→ REQUIRED TASK 1: In the investment agreement excerpt, what is the original principal amount of the secured convertible promissory note?
→ REQUIRED TASK 2: Extend the investment agreement excerpt, picking up after its last sentence.

→ DOCUMENT TEXT:
^^^^

A.   The Investor has agreed to make an investment in the Company (the “Investment“) of that certain secured convertible promissory note, issued by the Investor in favor of the Company, in the original principal amount of $700,000,000 (as amended, restated, supplemented or otherwise modified from time to time, the “ Note ”), upon the terms and subject to the conditions set forth herein, in consideration for certain preferred shares of the Company, as more fully described herein.

 

B.   The obligations of the Investor under the Note will be secured by certain Peat Certificates (as defined below) and the peat evidenced thereby, which peat certificates shall be delivered to the Company pursuant to the terms of that certain security agreement, dated of even date herewith, by and between the Investor and the Company (the “ Security Agreement ”).

 

C.   In connection with and as consideration for the making of the Investment, Strategy has agreed to issue a warrant to the Investor for the purchase of shares of Strategy, pursuant to the terms of that certain warrant agreement made by Strategy to the Investor (the “ Warrant ”), and the Strategy shares acquired pursuant thereto shall be subject to that certain registration rights agreement between Strategy and the Investor (the “ Registration Rights Agreement ”).

 

Now therefore, in consideration of the foregoing and for other good and valuable consideration, the receipt and adequacy of which is hereby acknowledged, the parties hereto hereby agree as follows:

 

 

ARTICLE 1

 

DEFINITIONS 

 

Definitions Used Herein . When used in this Agreement, the following terms shall have the following meanings:

 

1.1   Ancillary Agreements shall mean any and/or all of (i) the Note, (ii) the Security Agreement, (iii) the Warrant, and (iv) the Registration Rights Agreement.

^^^^

→ ENTRIES SUPPLIED:
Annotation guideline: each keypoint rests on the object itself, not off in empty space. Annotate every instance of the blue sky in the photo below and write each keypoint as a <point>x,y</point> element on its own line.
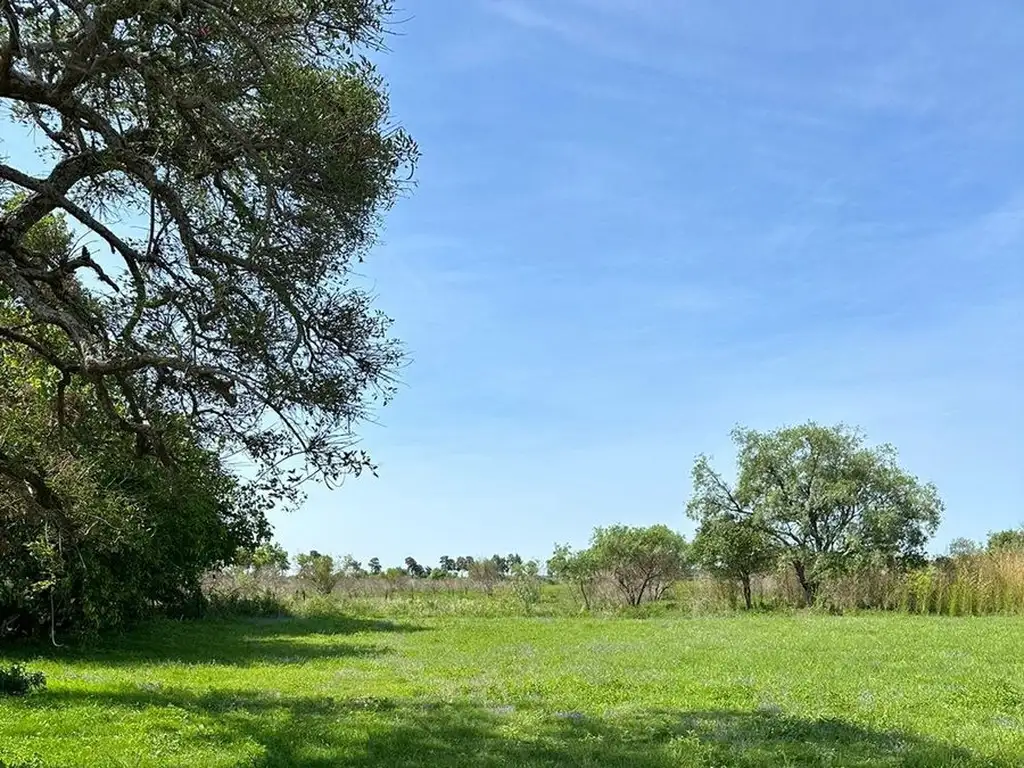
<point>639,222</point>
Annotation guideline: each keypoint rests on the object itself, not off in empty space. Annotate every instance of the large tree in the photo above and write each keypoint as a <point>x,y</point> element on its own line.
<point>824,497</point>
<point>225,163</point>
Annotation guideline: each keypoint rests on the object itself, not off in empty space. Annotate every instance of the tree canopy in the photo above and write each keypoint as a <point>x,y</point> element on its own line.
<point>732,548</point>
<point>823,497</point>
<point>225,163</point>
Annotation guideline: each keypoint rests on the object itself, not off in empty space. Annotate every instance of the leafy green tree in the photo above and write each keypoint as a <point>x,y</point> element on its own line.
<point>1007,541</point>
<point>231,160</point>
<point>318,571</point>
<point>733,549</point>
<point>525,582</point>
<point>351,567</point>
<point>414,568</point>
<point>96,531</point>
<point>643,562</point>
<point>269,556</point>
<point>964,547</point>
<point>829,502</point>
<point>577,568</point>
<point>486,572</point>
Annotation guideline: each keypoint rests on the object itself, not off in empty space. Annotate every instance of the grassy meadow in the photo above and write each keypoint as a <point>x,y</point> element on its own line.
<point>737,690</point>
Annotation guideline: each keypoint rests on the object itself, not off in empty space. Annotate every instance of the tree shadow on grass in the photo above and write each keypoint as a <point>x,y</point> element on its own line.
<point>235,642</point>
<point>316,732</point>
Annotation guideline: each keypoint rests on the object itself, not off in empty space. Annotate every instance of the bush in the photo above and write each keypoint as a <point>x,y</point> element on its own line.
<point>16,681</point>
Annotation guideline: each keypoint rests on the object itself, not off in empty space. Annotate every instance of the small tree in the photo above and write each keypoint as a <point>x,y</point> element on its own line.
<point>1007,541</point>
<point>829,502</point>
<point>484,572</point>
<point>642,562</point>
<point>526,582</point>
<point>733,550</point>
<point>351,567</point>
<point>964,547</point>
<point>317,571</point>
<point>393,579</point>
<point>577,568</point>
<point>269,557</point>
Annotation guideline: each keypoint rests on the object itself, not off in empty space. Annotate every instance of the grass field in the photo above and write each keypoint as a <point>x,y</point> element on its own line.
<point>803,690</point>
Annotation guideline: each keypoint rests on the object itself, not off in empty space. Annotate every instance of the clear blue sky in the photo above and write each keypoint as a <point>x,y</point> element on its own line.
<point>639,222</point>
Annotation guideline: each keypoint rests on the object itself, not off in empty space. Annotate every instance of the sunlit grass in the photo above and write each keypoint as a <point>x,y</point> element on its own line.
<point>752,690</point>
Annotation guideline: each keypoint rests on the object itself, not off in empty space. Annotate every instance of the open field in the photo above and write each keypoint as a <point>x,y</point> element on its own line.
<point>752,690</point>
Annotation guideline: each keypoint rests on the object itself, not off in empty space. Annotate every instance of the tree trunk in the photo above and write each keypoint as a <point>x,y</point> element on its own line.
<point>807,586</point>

^^^^

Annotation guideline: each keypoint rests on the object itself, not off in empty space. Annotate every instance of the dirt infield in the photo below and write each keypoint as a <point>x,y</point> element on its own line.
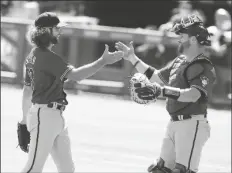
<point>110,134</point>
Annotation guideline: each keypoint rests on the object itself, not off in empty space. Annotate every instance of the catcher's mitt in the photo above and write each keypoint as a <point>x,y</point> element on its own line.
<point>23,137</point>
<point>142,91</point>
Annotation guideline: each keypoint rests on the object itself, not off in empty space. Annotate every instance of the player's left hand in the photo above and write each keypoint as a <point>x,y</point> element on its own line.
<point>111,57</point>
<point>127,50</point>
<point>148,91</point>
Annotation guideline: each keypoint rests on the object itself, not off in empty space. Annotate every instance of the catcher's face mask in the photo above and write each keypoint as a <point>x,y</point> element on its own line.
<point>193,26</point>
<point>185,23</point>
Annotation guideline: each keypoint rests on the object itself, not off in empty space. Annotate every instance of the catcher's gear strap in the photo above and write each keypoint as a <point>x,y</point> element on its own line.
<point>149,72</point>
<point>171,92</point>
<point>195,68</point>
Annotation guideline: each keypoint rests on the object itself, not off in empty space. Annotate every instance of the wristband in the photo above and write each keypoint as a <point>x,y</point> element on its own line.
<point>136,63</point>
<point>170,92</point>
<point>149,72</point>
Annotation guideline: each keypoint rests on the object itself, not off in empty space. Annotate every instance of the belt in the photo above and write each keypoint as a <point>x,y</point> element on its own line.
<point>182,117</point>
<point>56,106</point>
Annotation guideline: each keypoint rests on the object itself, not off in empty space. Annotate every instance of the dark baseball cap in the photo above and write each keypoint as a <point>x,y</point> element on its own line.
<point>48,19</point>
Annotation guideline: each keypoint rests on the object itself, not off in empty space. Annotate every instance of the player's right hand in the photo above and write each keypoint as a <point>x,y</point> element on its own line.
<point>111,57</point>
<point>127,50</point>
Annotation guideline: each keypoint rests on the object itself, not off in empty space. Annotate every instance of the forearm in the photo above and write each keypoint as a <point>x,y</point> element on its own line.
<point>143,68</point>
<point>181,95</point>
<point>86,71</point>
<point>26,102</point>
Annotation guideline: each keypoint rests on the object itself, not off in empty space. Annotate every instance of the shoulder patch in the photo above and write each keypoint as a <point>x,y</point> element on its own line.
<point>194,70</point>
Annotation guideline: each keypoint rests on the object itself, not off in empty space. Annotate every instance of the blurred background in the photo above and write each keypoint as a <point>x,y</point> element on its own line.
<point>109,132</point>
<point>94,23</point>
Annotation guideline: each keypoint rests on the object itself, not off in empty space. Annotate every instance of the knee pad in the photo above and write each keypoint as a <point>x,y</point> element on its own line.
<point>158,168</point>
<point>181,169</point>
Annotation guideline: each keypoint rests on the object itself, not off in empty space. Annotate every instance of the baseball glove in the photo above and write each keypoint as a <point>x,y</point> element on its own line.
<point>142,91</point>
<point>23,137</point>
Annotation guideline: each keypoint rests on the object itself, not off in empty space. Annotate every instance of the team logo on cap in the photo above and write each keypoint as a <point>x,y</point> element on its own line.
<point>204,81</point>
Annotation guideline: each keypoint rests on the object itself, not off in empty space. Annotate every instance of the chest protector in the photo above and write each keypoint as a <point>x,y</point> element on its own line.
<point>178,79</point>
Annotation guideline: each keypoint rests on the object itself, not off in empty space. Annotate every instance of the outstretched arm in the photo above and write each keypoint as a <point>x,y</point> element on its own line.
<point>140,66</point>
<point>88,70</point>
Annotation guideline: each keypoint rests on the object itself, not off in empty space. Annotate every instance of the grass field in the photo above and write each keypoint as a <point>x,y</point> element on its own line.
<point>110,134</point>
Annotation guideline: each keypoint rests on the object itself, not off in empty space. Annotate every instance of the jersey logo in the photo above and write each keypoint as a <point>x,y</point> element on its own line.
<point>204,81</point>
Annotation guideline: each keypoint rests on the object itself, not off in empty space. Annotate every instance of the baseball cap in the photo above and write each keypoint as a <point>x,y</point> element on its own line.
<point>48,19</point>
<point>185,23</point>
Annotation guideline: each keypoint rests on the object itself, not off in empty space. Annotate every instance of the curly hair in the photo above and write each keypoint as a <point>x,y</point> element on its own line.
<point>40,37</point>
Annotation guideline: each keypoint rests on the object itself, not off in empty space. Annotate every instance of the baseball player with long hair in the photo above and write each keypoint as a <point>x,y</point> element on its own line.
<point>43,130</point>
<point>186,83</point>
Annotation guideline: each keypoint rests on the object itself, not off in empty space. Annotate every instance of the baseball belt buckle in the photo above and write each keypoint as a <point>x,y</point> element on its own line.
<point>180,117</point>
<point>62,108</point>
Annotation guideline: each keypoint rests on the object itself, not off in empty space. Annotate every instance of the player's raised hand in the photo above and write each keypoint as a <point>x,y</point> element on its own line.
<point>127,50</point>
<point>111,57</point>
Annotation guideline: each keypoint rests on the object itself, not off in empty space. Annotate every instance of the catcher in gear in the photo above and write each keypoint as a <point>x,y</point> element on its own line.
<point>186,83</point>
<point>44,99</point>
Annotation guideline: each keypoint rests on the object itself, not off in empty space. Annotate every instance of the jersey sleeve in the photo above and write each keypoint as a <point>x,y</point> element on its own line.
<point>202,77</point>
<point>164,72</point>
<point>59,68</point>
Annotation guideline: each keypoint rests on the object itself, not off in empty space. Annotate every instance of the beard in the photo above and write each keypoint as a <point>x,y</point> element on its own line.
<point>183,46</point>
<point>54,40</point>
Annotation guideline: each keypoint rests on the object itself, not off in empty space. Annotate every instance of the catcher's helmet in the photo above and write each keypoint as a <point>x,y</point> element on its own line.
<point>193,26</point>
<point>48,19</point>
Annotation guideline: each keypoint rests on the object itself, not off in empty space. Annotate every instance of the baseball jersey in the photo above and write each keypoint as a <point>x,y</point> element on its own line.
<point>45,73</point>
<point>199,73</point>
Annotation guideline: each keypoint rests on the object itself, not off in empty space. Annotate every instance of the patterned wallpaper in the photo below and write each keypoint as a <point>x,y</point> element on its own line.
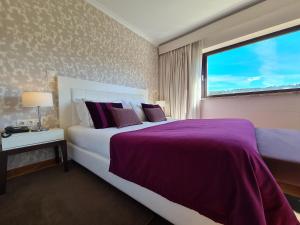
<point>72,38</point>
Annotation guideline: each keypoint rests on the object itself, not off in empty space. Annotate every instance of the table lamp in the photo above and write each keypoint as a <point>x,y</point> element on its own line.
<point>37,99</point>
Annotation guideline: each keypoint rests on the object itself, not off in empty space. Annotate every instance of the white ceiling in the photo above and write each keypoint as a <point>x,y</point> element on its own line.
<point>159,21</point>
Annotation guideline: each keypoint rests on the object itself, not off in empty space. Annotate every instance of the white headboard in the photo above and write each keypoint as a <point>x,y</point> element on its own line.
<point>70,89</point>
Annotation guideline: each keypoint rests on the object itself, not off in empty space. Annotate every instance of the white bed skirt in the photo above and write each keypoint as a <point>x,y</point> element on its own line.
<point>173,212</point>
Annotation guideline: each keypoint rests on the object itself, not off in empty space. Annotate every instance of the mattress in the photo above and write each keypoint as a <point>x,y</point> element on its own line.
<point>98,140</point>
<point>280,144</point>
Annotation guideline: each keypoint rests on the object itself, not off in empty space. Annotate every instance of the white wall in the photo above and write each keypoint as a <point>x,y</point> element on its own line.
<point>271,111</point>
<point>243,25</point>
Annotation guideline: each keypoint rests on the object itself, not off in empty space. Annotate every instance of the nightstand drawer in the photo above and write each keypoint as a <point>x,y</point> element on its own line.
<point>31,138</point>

^^^^

→ WRITTEN ANSWER 1: $700,000,000

→ WRITTEN ANSWER 2:
 


1.2   Approval Date shall mean the date on which the Supervisor of Insurance in Barbados approves the Further Investment as authorized regulatory capital of Strategy Insurance under Barbados law.

 

1.3   Business Day shall mean a day other than a Saturday or Sunday on which commercial banks in New York State are authorized permitted to open for the transaction of customary banking business.

 

1.4   Certificate of Designation shall have the meaning set forth in Section 3.1.3.

 

1.5   Closing shall have the meaning set forth in Section 2.2.

 

1.6   Closing Certificate shall mean a certificate, issued by a senior officer of the relevant entity, attaching thereto a certificate of incumbency with respect to the signature of each individual executing and delivering any documents or instruments on behalf of such entity (ii) a copy of a good standing certificate or similar document issued by the relevant Governmental Authority with respect to such entity; and (iii) a copy of the resolutions of the governing body of such entity, authorizing the execution, delivery and performance by such entity of, as applicable, this Agreement and the Ancillary Agreements to which such entity is a party in accordance with their respective terms and of any other documents contemplated hereunder and the consummation of the transactions contemplated hereby and thereby.

 

1.7   Closing Date shall have the meaning set forth in Section 2.2 .

 

1.8   Company Common Stock shall have the meaning set forth in Section 4.4 .

 

1.9   Company Preferred Stock shall have the meaning set forth in Section 4.4

 

1.10   Conversion Right shall have the meaning set forth in Section 2.1

 

1.11   CPSA shall have the meaning set forth in the preamble to this Agreement.

 

1.12   CPSA Hectares shall have the meaning set forth in Section 7.3 .

 

1.13   Event of Default shall have the meaning set forth in Section 9.1 .

 

1.14   Further Investment shall have the meaning set forth in Section 8.6 .

 

1.15   Governmental Authority shall mean, with respect to any party hereto, any nation or government, any state or other political subdivision thereof and any entity exercising executive, legislative, judicial, regulatory or administrative functions of or pertaining to government.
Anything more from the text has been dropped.